Copy every line of the records below, keeping each one unchanged.

--- begin Task data ---

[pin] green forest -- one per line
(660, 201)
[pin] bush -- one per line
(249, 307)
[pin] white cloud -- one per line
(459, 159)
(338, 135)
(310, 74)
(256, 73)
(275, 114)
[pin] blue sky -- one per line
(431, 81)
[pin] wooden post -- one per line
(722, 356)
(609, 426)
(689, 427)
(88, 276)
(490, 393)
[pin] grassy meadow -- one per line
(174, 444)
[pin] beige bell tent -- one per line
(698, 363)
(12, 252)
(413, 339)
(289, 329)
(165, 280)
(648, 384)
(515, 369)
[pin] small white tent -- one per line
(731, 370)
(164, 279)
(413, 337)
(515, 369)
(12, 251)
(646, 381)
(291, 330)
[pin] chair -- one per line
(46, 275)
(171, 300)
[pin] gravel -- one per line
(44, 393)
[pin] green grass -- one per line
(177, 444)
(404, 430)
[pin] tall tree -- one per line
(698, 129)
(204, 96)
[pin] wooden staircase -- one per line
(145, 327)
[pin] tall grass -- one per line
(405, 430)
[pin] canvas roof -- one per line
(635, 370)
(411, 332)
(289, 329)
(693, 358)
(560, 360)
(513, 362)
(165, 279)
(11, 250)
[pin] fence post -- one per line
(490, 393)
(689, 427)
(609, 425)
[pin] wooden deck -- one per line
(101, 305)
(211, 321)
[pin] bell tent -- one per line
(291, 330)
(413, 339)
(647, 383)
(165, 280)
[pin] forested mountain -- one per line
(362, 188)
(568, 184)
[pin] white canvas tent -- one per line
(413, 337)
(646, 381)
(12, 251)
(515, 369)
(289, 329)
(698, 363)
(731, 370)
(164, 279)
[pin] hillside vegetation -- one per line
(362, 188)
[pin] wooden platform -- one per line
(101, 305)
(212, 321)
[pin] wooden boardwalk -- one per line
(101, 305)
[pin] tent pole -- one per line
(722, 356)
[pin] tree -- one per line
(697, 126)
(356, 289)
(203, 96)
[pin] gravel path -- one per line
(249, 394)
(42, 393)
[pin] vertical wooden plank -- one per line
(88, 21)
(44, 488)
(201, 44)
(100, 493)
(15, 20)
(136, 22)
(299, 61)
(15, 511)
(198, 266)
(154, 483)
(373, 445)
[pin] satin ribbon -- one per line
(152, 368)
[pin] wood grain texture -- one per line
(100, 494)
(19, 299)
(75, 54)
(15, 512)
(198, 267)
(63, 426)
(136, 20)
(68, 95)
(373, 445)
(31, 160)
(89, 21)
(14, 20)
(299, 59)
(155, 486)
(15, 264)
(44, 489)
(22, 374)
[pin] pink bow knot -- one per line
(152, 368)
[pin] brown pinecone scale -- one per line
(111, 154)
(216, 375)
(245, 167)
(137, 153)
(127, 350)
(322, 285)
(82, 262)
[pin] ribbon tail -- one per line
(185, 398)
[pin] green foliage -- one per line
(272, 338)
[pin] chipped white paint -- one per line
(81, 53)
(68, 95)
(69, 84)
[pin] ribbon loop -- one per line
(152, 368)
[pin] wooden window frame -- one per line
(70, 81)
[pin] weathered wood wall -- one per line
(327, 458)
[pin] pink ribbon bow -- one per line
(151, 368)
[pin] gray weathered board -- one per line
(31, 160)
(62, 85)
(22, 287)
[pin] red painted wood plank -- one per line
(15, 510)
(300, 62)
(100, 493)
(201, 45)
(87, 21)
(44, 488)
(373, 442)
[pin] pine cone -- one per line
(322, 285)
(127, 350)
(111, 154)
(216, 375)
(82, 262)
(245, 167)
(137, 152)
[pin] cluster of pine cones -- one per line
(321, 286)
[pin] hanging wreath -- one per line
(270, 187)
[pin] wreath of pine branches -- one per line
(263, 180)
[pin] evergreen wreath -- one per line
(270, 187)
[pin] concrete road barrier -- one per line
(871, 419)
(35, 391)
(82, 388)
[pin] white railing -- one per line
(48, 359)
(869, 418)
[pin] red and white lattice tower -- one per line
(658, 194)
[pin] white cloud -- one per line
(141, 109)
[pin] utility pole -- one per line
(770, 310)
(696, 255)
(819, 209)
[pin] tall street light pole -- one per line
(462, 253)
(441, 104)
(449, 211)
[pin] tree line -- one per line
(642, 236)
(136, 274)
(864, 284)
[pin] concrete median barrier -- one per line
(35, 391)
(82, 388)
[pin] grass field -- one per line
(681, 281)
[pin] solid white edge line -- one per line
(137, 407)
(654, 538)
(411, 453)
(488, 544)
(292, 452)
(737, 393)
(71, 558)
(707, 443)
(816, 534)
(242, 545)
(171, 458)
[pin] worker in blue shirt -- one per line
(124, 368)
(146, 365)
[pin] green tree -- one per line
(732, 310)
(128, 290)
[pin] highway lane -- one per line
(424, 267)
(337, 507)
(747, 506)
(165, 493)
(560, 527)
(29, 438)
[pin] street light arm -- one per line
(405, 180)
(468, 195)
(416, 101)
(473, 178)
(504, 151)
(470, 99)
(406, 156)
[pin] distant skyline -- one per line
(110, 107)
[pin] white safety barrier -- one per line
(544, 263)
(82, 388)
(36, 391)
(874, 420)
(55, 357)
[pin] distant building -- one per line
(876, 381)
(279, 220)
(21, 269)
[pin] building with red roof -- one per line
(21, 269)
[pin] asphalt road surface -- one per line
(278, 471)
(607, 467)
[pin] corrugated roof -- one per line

--- end Task data ---

Solution to the exercise ::
[pin] green forest -- one per line
(660, 201)
[pin] bush -- one per line
(249, 307)
[pin] white cloud -- one per line
(459, 159)
(338, 135)
(310, 74)
(256, 73)
(275, 114)
[pin] blue sky -- one per line
(431, 81)
[pin] wooden post -- one per line
(722, 356)
(609, 426)
(689, 427)
(88, 276)
(490, 393)
[pin] grassy meadow -- one per line
(174, 444)
[pin] beige bell tent -- one per line
(698, 363)
(12, 252)
(413, 339)
(289, 329)
(165, 280)
(648, 384)
(515, 369)
[pin] small white tent -- one per line
(731, 370)
(164, 279)
(413, 337)
(515, 369)
(12, 251)
(646, 381)
(291, 330)
[pin] chair -- one per line
(46, 275)
(171, 300)
[pin] gravel -- one per line
(44, 393)
[pin] green grass -- one per line
(177, 444)
(404, 430)
[pin] tall tree -- one per line
(698, 129)
(204, 96)
[pin] wooden staircase -- one per line
(145, 327)
[pin] tall grass -- one per line
(405, 430)
[pin] canvas roof -- one per line
(635, 370)
(411, 332)
(289, 329)
(693, 358)
(560, 360)
(513, 362)
(165, 279)
(11, 250)
[pin] fence post -- one per line
(490, 393)
(689, 427)
(609, 425)
[pin] wooden deck -- one per line
(101, 305)
(211, 321)
[pin] bell tent -- one per line
(291, 330)
(413, 339)
(647, 383)
(165, 280)
[pin] forested mountain -- one per line
(362, 188)
(568, 184)
[pin] white canvas tent -- one per line
(413, 337)
(646, 381)
(12, 251)
(515, 369)
(289, 329)
(698, 363)
(731, 370)
(164, 279)
[pin] hillside vegetation -- one per line
(362, 188)
[pin] wooden platform -- one per line
(101, 305)
(212, 321)
[pin] wooden boardwalk -- one per line
(101, 305)
[pin] tent pole -- one per line
(722, 356)
[pin] tree -- one per line
(697, 126)
(356, 289)
(203, 96)
[pin] gravel path -- one per line
(249, 394)
(42, 393)
[pin] vertical wooden plank -- one per line
(88, 21)
(44, 488)
(201, 44)
(100, 493)
(15, 20)
(136, 22)
(299, 61)
(15, 511)
(198, 266)
(154, 483)
(373, 445)
[pin] satin ribbon -- one per line
(152, 368)
[pin] wood grain texture -- one per line
(100, 494)
(19, 299)
(75, 54)
(15, 512)
(198, 267)
(63, 426)
(136, 20)
(68, 95)
(373, 445)
(31, 160)
(89, 21)
(14, 20)
(299, 59)
(155, 486)
(15, 264)
(44, 489)
(22, 374)
[pin] pink bow knot -- one per line
(152, 368)
[pin] brown pinecone scale -- one per line
(111, 154)
(216, 375)
(245, 167)
(137, 153)
(127, 350)
(322, 285)
(82, 262)
[pin] ribbon tail -- one per line
(185, 398)
[pin] green foliage -- one per line
(272, 338)
[pin] chipped white paint -- one per line
(81, 53)
(68, 95)
(69, 84)
[pin] ribbon loop -- one per line
(152, 368)
[pin] wooden window frame -- one per line
(70, 81)
[pin] weathered wood wall -- one per line
(327, 458)
[pin] pink ribbon bow -- one per line
(151, 368)
[pin] gray weathered board -- one per line
(31, 160)
(62, 85)
(22, 287)
[pin] red painted wood plank -- one per line
(15, 510)
(300, 62)
(100, 493)
(201, 45)
(87, 21)
(44, 488)
(373, 442)
[pin] pine cone -- one per line
(322, 285)
(127, 350)
(111, 154)
(216, 375)
(82, 262)
(245, 167)
(137, 152)
[pin] cluster of pine cones -- one per line
(321, 286)
[pin] hanging wreath -- one per line
(270, 187)
[pin] wreath of pine branches -- one per line
(263, 180)
[pin] evergreen wreath -- one per line
(270, 187)
[pin] concrete road barrier -- one per line
(871, 419)
(35, 391)
(82, 388)
[pin] white railing -- one per line
(48, 359)
(869, 418)
[pin] red and white lattice tower -- one per line
(658, 194)
[pin] white cloud -- one per line
(141, 109)
[pin] utility pole -- one per line
(770, 310)
(696, 255)
(819, 209)
[pin] tall street light pole -- one per line
(462, 253)
(441, 104)
(449, 211)
[pin] tree line -- one per line
(642, 236)
(136, 274)
(864, 284)
[pin] concrete median barrier -- one per line
(35, 391)
(82, 388)
[pin] grass field -- one per line
(681, 281)
[pin] solid white edge line -- one per line
(137, 407)
(654, 538)
(411, 453)
(488, 544)
(292, 452)
(737, 393)
(71, 558)
(707, 443)
(816, 534)
(242, 545)
(171, 458)
[pin] worker in blue shirt -- one per line
(124, 368)
(146, 365)
[pin] green tree -- one per line
(732, 310)
(128, 290)
[pin] highway lane -- one per line
(424, 267)
(337, 507)
(747, 506)
(165, 493)
(560, 527)
(29, 438)
[pin] street light arm -- one per line
(405, 180)
(468, 195)
(416, 101)
(473, 178)
(504, 151)
(470, 99)
(406, 156)
[pin] distant skyline -- one per line
(110, 107)
[pin] white safety barrier -- one per line
(544, 263)
(82, 388)
(36, 391)
(874, 420)
(55, 357)
[pin] distant building -- one per line
(876, 381)
(279, 220)
(21, 269)
[pin] building with red roof -- one per line
(21, 269)
[pin] asphalt road surface -- one per line
(278, 471)
(607, 467)
[pin] corrugated roof -- one per line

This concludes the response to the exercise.